Khamenei akhirnya mondok di kota suci Qom, belajar di bawah bimbingan tokoh-tokoh utama Hauzah Qom; Ayatullah al-Uzhma Burujurdi, Imam Khomeini, Syeikh Murtadha al-Hairi Yazdi, dan Allamah Thabathaba’i. Pada 1965, Khamenei kembali ke Mashad, selain untuk belajar dan berkhidmat kepada ayah dan ibu yang telah lanjut usia dan sakit-sakitan, beliau juga sibuk mengajar fiqih, ushul, dan berbagai pengetahuan agama yang lain kepada para santri muda dan mahasiswa.

Ayatullah Khamenei mengaku bahwa dirinya adalah "salah satu murid Imam Khomeini di bidang fiqih, ushul, politik, dan revolusi". Ayatullah Khamenei datang ke Qom mendampingi Imam Khomeini memulai gerakan revolusi dalam menentang rezim Muhamad Reza Pahlevi, anak emas Amerika Serikat. Pada bulan Muharam 1963, Imam Khomeini memberikan mandat kepada Khamenei untuk menyampaikan pesan buat Ayatullah Milani dan segenap ulama di Provinsi Khurasan berkenaan dengan agenda dakwah para rohaniawan pada Muharam untuk memorak-porandakan sistem politik rezim Pahlevi sebagai antek-antek Amerika dan menjelaskan situasi terakhir Iran dan segala kejadian yang terjadi di kota suci Qom. Karena aktivitas dakwahnya enam kali selama pemerintahan Shah, Khamenei ditangkap dan ditahan.

^^^^^^^^^^^^^^^^

Kumpulan Tugas:
a) Ubah paragraf yang diawali "Khamenei akhirnya mondok di kota suci Qom" dalam teks tentang Khamenei menjadi daftar singkat tanpa menghilangkan fakta pokoknya.
b) Lanjutkan teks tentang Khamenei, mulai setelah kalimat terakhir yang tercantum.
Catatan-catatan berikut tidak berhubungan dengan teks tentang Khamenei.

^^^^^^^^^^^^^^^^

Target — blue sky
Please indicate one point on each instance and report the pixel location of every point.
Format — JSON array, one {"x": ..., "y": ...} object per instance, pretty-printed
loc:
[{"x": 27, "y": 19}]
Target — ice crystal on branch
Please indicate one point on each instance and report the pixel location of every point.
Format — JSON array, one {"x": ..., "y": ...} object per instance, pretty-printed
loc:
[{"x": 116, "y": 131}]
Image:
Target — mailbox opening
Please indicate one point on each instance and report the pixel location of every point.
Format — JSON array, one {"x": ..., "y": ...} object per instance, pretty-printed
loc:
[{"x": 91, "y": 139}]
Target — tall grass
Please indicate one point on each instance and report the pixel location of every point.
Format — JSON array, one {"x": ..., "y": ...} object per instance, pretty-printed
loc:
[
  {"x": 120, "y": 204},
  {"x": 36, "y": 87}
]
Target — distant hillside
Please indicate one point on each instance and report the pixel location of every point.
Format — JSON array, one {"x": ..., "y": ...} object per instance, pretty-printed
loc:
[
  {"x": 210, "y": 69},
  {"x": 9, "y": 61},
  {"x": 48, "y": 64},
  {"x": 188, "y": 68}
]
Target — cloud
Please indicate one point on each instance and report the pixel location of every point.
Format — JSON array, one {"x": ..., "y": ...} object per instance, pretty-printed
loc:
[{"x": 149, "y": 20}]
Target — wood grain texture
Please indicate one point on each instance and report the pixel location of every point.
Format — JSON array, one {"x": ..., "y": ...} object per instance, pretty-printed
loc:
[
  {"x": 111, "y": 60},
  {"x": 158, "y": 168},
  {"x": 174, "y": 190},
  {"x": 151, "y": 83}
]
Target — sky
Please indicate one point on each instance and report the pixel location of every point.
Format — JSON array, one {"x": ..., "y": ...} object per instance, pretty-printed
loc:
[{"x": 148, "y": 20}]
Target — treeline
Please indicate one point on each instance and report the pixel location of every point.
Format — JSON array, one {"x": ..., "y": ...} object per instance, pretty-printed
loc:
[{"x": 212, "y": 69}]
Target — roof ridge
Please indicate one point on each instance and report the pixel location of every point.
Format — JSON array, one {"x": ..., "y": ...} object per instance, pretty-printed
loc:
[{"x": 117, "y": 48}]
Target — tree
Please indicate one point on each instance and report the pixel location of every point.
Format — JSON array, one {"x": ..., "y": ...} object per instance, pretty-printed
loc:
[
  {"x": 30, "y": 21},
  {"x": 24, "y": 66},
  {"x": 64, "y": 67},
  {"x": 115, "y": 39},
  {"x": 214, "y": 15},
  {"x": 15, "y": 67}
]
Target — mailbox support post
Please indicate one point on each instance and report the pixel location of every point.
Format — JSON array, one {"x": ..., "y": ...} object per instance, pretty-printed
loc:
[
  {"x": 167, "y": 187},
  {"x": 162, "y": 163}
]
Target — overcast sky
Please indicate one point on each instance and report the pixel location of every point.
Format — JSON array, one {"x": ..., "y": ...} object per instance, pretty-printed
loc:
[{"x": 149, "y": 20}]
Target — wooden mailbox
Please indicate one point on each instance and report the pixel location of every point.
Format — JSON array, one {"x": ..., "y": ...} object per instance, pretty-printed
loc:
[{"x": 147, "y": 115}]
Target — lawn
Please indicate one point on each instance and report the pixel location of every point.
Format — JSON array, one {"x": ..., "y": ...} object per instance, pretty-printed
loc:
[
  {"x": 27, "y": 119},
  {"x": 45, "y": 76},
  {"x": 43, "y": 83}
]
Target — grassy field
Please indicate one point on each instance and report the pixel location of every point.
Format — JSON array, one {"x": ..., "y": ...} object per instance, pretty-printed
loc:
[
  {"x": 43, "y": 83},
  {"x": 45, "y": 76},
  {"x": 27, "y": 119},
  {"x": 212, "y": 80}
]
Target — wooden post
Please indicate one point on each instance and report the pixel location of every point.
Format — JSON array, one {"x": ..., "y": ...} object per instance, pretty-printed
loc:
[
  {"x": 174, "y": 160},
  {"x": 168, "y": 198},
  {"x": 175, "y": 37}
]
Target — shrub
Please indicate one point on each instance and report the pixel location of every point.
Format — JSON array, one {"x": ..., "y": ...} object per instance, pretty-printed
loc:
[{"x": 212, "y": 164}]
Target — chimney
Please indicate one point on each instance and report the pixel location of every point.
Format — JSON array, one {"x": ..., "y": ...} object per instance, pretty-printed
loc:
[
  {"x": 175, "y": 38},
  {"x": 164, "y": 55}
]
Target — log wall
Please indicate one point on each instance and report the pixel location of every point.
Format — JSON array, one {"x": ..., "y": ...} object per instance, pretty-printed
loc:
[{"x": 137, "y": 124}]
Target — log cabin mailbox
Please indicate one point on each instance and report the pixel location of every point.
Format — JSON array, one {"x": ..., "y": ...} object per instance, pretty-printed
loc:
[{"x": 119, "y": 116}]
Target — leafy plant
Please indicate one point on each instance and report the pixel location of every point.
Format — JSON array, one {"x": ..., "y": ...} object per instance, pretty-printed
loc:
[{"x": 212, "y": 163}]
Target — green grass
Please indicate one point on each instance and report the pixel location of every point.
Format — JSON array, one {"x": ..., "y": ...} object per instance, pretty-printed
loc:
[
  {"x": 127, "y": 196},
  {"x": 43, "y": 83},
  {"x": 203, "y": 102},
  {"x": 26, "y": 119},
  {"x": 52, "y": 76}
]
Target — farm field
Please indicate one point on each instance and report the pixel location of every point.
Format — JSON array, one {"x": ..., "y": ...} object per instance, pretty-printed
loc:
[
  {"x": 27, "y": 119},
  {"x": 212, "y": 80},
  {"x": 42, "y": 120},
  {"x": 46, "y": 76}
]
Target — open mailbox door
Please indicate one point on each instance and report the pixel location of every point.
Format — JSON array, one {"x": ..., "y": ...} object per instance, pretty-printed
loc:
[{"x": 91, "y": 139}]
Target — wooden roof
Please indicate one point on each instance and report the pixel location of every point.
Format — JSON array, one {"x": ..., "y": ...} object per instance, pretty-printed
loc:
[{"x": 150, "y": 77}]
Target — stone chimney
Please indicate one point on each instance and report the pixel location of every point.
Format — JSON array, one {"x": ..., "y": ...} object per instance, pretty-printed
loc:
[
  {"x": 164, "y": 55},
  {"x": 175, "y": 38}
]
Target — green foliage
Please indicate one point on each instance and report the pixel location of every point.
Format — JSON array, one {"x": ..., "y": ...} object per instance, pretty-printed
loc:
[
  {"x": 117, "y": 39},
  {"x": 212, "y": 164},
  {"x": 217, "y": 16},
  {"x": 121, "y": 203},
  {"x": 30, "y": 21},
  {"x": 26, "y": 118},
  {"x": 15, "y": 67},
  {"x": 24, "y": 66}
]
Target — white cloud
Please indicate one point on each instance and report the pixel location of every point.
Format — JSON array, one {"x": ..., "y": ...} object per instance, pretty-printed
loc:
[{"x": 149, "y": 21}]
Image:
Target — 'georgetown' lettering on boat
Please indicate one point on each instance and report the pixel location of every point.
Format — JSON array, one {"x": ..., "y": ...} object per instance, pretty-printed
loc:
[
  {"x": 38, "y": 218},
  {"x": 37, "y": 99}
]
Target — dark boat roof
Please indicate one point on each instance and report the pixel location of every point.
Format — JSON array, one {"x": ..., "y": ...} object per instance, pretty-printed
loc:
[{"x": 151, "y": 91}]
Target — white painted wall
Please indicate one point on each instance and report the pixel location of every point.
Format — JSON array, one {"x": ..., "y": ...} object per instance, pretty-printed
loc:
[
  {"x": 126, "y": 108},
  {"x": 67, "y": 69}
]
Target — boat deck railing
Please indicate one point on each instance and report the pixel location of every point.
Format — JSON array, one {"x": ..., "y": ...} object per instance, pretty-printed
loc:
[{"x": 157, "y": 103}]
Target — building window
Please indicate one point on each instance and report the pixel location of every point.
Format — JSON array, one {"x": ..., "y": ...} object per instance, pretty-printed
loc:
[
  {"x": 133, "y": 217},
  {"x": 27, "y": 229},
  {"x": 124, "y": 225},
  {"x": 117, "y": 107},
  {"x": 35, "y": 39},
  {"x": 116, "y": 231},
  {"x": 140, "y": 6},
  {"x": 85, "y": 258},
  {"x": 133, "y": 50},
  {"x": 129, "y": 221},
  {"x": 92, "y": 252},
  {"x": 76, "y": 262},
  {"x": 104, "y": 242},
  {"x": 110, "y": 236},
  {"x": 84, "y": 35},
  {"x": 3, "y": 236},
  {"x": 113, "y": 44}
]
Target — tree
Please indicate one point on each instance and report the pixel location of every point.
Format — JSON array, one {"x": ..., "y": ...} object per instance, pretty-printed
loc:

^^^^^^^^^^^^^^^^

Jawaban per Tugas:
a)
- Khamenei mondok di kota suci Qom dan belajar di bawah bimbingan tokoh-tokoh utama Hauzah Qom: Ayatullah al-Uzhma Burujurdi, Imam Khomeini, Syeikh Murtadha al-Hairi Yazdi, dan Allamah Thabathaba'i.
- Pada 1965 ia kembali ke Mashad.
- Di Mashad ia belajar dan berkhidmat kepada ayah dan ibunya yang telah lanjut usia dan sakit-sakitan.
- Ia juga mengajar fiqih, ushul, dan pengetahuan agama lainnya kepada para santri muda dan mahasiswa.

b)
Menjelang tumbangnya Shah, Khamenei diasingkan dari Mashad ke Iransyahr. Di ambang kemenangan revolusi Islam, sebelum kembalinya Imam Khomeini dari Paris ke Teheran, Khamenei ikut mendirikan komite revolusi Islam (Syura iy inqilab Islamiy) bersama Syahid Muthahhari, Syahid Behesti, Hashemi Rafsanjani, dan Musawi Ardabeli. Setelah tumbangnya Shah, Khamenei menjadi wakil Imam Khomeini pada komite tinggi pertahanan (syuraye ‘ali difa’). Sejak Imam Khomeini meninggal, Khamenei menggantikannya menjadi pemimpin besar, sekaligus marja besar.

Karya-karya Ayatullah Khamenei antara lain Pemikiran Islam dalam Al-Quran secara Global, Empat kitab standar dalam Ilmu Rijal, Catatan Historis dan Masa Kini Hauzah Ilmiyah, Pemimpin yang Benar, Persatuan dan Partai, dan lain sebagainya.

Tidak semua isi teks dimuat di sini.